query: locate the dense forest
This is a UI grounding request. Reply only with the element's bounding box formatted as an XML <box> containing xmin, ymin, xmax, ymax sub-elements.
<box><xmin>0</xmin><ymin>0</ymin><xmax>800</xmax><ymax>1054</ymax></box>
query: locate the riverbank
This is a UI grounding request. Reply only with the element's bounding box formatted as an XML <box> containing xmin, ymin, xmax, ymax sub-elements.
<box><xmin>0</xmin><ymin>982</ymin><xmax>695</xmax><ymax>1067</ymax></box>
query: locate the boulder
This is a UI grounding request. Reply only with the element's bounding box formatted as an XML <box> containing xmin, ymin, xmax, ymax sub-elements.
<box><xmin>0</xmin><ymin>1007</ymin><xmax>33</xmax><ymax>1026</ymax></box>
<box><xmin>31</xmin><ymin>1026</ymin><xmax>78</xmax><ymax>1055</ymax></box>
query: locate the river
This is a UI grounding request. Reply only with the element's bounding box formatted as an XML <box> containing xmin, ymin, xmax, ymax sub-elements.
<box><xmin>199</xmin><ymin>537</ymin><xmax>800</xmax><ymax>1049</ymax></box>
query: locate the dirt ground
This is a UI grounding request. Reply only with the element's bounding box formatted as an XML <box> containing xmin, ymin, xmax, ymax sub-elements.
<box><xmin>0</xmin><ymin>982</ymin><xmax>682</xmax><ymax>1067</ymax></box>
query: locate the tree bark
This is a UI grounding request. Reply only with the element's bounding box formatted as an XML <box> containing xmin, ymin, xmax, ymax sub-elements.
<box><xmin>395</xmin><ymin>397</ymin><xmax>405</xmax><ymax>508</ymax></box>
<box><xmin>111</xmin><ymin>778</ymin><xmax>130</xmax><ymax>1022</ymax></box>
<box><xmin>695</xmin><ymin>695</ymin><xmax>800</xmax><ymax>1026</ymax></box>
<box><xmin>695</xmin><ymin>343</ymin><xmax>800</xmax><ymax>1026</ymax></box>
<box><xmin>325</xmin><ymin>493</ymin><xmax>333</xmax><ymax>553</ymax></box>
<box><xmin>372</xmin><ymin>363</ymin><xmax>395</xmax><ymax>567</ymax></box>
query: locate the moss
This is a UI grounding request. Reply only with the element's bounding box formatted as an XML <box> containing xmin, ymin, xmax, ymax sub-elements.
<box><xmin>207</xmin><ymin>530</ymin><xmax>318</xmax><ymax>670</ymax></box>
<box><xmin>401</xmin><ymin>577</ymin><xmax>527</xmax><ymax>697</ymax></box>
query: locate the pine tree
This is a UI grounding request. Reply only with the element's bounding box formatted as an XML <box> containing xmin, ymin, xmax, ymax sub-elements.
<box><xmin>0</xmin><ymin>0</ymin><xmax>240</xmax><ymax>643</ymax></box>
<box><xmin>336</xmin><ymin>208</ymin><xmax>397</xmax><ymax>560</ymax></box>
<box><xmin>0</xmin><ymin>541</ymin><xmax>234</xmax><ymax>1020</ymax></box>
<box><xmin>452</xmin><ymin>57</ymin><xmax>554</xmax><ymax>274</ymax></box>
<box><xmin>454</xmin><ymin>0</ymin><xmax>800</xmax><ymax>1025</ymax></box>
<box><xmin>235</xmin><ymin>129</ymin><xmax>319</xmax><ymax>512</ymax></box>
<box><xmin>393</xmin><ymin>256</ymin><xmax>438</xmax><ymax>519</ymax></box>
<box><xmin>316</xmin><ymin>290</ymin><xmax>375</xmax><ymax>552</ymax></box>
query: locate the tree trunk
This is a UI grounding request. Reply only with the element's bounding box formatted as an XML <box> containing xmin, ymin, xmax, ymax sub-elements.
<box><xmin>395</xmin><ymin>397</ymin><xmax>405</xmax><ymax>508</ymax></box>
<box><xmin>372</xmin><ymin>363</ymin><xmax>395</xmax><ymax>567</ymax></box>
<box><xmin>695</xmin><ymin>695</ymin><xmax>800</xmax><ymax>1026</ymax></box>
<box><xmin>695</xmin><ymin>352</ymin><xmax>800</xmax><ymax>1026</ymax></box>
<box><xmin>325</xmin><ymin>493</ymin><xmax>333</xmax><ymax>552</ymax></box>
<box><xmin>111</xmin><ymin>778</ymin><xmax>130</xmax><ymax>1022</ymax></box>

════════════════

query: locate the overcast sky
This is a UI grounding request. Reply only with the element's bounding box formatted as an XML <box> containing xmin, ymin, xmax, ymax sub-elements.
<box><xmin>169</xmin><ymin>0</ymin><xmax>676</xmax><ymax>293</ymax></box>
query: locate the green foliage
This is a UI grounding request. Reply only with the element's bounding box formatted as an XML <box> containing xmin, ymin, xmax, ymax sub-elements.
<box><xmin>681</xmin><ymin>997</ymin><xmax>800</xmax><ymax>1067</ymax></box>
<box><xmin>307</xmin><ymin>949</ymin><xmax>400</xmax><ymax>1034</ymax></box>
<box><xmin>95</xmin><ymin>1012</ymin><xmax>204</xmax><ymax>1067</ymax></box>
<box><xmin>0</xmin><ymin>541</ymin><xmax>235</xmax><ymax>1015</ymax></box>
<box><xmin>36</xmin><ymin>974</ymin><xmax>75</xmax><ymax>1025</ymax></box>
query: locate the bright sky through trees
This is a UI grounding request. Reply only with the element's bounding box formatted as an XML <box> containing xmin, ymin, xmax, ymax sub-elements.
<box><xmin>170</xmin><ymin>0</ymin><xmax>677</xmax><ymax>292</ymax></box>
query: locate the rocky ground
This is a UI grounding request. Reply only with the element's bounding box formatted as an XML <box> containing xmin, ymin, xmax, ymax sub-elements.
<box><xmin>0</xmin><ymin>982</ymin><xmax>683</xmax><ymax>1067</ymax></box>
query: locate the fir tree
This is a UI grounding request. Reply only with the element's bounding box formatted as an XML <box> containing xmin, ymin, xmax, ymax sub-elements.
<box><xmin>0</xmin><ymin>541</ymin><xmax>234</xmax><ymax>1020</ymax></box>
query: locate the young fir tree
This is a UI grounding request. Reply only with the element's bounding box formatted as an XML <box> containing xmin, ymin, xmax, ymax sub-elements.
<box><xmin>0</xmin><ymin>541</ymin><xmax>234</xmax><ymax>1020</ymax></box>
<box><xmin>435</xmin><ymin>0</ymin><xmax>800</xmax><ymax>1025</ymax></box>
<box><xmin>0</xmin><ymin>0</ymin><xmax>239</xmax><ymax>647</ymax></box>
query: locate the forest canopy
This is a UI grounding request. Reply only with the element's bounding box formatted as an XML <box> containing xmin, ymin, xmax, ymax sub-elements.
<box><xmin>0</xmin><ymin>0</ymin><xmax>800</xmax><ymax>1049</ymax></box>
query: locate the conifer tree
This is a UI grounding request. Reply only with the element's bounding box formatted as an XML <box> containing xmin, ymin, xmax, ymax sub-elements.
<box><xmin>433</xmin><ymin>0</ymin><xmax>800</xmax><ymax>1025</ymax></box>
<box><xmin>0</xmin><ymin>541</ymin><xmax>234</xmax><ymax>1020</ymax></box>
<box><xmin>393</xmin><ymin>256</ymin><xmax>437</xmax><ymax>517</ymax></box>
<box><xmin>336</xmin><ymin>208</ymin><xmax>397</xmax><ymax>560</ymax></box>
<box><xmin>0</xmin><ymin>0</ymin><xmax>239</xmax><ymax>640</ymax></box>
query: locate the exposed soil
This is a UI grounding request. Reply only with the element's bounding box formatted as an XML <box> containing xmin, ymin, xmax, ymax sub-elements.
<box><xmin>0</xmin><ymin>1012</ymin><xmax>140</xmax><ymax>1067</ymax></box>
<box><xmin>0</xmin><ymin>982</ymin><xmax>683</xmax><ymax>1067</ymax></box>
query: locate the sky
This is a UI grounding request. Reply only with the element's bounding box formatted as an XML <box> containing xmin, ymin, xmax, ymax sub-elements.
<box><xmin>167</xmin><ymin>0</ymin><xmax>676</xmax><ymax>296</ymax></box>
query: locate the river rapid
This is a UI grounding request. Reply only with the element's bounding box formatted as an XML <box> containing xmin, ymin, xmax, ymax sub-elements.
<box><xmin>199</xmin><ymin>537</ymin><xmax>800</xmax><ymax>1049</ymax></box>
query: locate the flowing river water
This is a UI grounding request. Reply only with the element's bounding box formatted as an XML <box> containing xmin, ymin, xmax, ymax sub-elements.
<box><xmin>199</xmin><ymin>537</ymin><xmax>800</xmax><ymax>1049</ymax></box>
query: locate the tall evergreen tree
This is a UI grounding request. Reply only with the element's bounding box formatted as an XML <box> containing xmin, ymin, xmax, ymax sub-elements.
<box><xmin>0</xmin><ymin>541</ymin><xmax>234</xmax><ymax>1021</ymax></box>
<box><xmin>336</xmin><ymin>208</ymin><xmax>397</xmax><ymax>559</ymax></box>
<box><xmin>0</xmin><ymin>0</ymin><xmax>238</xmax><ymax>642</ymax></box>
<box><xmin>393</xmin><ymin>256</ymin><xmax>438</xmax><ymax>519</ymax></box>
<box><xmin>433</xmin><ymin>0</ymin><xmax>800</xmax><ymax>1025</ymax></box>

════════════════

- [Goal]
Return each line above that contains the string "forest", treating uppercase and lowercase as distinct.

- [Solution below]
query: locate the dense forest
query: locate the forest canopy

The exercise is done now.